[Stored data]

BEGIN

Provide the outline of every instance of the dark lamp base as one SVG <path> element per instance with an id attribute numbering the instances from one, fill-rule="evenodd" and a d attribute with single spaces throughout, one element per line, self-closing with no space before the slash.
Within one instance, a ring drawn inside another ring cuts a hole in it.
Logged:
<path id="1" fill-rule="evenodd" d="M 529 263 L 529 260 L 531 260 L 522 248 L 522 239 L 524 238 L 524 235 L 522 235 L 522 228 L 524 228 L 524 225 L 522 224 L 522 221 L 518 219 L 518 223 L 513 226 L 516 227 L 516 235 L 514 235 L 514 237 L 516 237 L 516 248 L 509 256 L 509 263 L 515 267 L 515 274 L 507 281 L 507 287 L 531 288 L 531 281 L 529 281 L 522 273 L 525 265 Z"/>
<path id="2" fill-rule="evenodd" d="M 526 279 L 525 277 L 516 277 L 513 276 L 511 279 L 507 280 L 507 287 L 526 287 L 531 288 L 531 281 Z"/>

END

§ Exercise details
Every record must be retyped so that it matches the original exactly.

§ Reply to the task
Provide the outline of every instance of the dark lamp base as one SVG <path> element per instance with an id attribute numbering the instances from one, fill-rule="evenodd" and a d attribute with single spaces throughout, one element per line, self-closing with no space before the slash.
Within one instance, a ring drawn inside another ring cuts a hole in it.
Logged:
<path id="1" fill-rule="evenodd" d="M 529 263 L 529 260 L 531 260 L 522 248 L 522 239 L 524 238 L 524 235 L 522 235 L 522 228 L 524 228 L 524 225 L 522 224 L 522 221 L 518 219 L 518 223 L 513 226 L 516 227 L 516 235 L 514 235 L 514 237 L 516 237 L 516 248 L 509 256 L 509 263 L 515 267 L 515 274 L 507 281 L 507 287 L 531 288 L 531 281 L 529 281 L 522 273 L 525 265 Z"/>
<path id="2" fill-rule="evenodd" d="M 526 279 L 525 277 L 516 277 L 513 276 L 511 279 L 507 280 L 507 287 L 526 287 L 531 288 L 531 281 Z"/>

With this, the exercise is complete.